- Page extract -
********************
It should not be so difficult for the White House to say what is plainly true: Harassing individuals at their homes and committing violent acts for the sake of a political cause is extremist, abhorrent behavior—no matter who they are targeting, no matter how “scared” they are, and no and no matter the cause.

And, yet, it was mot until Monday morning that  the White House condemned the protests outside the homes of several Supreme Court justices who appear poised to overturn Roe v. Wade and Planned Parenthood v. Casey. And even then, their condemnation was half-hearted at best. 

Irrespective of one’s opinion on abortion or Roe, this conduct is unacceptable. It would be unacceptable outside of Justice Sonia Sotomayor’s house, and it is unacceptable outside the home of Justice Brett Kavanaugh. The White House should have said so immediately. 

The White House  statement is three days too late. Protesters have been gathered outside Chief Justice John Roberts’s home and Justice Kavanaugh’s home since Saturday. Justice Samuel Alito was forced to move to an undisclosed location with his family on Sunday night, according to press reports.
********************
Name every Supreme Court justice mentioned by name in the text about protests at justices' homes.
********************
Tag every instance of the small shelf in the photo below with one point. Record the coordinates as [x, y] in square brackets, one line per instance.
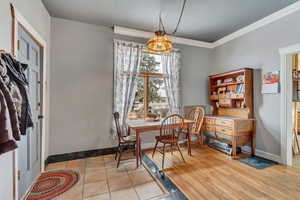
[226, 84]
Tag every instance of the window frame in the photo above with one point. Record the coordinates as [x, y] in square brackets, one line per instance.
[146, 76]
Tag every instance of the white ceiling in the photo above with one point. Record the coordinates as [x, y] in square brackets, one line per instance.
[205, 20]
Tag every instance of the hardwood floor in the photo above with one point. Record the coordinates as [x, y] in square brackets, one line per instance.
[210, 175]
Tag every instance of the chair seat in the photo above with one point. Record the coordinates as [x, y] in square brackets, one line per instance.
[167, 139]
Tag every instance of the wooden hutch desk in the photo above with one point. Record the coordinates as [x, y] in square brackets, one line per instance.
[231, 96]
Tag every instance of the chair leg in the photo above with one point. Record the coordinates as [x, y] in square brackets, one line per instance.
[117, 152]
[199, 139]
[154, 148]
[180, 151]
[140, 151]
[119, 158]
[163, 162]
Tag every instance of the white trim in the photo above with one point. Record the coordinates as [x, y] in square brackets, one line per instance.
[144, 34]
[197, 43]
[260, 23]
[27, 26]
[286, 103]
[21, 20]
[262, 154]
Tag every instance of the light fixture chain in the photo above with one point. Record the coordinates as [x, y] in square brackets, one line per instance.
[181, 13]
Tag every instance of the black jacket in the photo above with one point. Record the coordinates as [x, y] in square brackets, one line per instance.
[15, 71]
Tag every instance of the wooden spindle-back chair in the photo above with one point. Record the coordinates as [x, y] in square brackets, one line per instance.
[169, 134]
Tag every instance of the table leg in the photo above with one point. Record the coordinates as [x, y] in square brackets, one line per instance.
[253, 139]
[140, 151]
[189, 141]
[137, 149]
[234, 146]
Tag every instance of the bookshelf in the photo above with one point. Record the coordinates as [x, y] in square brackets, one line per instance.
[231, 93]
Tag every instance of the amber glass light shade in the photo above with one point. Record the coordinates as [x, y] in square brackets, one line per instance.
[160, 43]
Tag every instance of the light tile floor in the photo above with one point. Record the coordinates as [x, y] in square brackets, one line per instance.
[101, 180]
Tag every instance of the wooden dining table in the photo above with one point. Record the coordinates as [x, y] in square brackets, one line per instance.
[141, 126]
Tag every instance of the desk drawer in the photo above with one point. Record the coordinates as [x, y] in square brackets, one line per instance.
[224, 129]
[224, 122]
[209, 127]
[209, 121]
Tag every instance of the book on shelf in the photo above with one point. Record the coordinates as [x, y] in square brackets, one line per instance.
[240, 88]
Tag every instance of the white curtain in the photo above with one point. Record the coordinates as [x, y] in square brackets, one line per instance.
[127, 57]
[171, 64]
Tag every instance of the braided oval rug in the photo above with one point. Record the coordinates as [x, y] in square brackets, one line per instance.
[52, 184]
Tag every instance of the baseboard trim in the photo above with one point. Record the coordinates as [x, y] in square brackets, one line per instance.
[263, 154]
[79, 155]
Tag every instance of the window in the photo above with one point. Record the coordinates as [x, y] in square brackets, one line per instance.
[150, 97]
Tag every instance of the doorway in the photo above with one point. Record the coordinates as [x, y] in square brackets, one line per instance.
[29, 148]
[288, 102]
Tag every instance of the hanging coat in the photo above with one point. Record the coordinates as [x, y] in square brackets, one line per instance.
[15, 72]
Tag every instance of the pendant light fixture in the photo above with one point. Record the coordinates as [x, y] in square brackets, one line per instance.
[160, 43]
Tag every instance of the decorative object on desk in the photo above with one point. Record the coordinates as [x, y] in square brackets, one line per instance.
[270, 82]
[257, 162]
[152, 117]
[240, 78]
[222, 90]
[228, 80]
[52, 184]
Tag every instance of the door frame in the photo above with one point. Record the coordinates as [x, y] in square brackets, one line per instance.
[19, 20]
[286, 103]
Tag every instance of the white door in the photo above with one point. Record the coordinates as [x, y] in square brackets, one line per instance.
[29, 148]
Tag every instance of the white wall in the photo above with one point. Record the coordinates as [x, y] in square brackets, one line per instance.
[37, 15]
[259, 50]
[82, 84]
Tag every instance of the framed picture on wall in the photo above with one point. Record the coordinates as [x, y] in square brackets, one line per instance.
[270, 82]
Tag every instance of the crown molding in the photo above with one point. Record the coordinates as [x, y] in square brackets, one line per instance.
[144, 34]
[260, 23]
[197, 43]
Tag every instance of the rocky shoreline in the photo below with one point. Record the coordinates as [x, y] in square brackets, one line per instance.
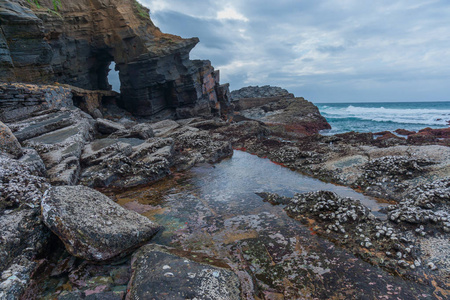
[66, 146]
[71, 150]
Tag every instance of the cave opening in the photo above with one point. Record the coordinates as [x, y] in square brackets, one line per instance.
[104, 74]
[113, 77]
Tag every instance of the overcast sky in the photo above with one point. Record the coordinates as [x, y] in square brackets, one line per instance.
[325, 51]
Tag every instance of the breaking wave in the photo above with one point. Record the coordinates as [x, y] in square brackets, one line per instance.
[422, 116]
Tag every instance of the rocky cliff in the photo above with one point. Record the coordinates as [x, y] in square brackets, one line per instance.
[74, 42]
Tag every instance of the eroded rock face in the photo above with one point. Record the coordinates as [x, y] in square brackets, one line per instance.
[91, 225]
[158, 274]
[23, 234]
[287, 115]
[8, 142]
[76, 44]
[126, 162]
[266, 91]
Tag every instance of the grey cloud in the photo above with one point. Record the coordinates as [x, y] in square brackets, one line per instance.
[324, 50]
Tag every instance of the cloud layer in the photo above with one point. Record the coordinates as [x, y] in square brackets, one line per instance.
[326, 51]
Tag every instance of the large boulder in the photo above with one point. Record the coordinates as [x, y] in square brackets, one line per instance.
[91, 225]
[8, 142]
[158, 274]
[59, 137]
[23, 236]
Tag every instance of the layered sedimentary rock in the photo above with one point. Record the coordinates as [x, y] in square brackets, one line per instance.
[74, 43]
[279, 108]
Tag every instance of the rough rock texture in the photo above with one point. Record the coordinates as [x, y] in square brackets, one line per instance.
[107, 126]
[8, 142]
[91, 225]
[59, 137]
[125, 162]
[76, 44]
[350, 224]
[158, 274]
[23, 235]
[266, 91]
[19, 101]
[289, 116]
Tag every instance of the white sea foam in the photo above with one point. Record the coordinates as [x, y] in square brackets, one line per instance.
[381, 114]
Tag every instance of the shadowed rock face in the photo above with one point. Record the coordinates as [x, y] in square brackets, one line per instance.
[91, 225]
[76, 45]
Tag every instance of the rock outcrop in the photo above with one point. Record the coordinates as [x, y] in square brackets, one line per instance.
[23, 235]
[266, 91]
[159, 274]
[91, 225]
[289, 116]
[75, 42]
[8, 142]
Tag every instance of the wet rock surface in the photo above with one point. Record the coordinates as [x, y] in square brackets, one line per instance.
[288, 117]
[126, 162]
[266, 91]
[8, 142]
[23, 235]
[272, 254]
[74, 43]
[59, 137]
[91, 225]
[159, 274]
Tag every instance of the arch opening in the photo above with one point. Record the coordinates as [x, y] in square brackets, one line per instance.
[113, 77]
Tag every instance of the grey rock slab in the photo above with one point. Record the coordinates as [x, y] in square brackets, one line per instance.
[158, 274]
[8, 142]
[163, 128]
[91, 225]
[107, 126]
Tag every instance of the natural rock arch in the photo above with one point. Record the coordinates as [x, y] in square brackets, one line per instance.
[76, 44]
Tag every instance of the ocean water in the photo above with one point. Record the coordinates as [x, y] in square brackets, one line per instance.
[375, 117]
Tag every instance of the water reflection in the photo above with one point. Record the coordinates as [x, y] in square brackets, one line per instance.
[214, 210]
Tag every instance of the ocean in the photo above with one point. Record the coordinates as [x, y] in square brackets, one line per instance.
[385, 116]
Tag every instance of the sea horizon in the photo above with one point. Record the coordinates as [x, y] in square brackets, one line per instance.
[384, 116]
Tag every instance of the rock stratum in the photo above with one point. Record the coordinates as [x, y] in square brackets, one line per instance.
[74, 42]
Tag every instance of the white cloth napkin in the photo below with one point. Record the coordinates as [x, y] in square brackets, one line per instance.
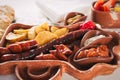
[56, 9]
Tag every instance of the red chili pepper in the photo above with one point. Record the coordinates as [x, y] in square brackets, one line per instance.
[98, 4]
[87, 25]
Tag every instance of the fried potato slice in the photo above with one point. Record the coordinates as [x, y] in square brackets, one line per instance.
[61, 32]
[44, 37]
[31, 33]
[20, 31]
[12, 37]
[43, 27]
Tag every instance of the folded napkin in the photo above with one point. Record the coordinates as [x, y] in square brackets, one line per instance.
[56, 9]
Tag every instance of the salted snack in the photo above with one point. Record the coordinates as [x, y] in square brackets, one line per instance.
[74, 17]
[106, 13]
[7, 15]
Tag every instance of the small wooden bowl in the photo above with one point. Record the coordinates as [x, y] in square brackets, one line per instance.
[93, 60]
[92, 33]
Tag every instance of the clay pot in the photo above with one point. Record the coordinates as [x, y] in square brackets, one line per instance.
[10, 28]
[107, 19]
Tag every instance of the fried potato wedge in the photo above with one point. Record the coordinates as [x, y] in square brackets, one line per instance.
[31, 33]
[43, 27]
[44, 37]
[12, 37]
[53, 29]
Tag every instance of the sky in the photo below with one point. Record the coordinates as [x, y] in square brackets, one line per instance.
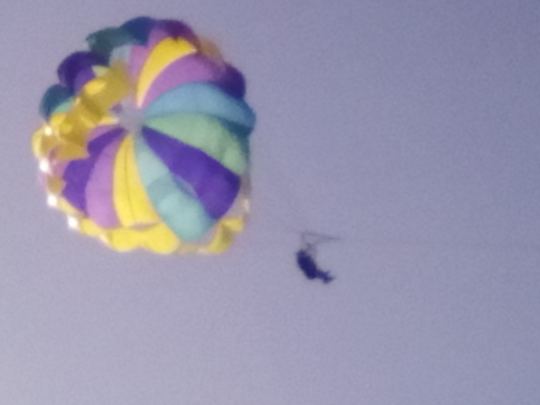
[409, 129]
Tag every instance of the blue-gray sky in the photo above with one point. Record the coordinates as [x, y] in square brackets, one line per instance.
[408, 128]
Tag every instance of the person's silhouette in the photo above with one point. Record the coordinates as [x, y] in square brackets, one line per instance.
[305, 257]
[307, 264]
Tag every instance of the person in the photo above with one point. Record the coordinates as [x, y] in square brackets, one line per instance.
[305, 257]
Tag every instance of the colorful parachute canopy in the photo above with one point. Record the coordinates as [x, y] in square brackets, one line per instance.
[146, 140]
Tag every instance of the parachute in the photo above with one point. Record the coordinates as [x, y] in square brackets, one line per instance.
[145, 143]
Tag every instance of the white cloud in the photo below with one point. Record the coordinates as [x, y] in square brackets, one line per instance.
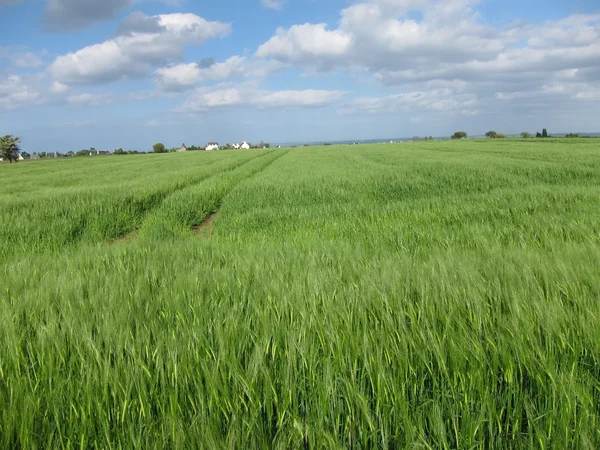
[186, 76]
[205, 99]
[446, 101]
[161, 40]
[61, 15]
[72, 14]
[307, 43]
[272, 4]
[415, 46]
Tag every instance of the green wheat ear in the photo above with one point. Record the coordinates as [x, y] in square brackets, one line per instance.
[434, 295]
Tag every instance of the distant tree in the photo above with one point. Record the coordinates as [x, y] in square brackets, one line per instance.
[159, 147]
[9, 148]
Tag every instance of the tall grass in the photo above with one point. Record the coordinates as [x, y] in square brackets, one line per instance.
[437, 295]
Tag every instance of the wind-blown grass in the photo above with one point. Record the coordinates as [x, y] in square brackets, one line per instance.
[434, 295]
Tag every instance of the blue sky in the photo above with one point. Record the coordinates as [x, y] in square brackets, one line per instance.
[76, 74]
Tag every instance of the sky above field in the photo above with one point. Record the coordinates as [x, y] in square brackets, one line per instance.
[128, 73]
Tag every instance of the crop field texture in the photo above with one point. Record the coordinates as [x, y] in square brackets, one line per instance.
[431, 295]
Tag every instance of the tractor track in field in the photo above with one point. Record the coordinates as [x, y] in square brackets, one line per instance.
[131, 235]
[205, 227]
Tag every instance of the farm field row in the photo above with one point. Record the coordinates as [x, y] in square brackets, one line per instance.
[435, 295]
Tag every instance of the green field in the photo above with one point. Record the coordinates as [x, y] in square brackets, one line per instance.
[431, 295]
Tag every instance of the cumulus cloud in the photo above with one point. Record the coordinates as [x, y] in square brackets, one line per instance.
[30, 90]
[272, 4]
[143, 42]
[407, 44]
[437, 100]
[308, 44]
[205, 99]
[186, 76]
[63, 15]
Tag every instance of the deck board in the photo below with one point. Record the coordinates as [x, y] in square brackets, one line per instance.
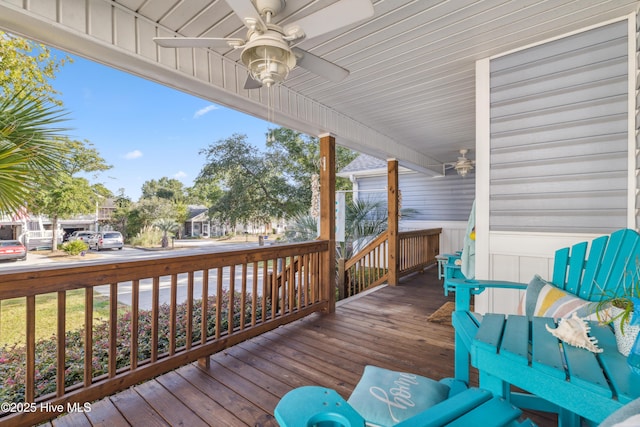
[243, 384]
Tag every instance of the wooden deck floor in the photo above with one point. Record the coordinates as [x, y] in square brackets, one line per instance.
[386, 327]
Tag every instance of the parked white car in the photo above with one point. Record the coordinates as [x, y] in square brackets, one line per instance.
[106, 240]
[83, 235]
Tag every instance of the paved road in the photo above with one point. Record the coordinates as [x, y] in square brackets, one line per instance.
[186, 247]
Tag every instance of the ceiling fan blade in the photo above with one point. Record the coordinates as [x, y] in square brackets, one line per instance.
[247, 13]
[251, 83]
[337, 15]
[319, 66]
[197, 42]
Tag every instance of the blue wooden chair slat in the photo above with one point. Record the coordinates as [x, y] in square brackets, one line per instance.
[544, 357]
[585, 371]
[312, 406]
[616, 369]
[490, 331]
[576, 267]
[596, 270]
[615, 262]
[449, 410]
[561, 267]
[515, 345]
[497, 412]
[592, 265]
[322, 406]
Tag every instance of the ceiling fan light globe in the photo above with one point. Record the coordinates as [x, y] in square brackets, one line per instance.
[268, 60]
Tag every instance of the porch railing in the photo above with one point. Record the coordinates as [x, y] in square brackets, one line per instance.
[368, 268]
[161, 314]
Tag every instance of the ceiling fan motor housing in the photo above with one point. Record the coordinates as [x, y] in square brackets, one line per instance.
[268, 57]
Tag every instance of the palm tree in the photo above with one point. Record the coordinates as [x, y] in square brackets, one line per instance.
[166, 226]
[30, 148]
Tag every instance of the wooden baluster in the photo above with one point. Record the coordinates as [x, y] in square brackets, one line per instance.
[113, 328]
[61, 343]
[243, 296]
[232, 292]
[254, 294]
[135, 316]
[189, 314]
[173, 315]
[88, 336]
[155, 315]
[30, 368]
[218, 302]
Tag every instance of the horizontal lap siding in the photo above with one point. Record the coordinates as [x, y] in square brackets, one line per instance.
********************
- Solution to this problem -
Sonia Sotomayor, Brett Kavanaugh, John Roberts, Samuel Alito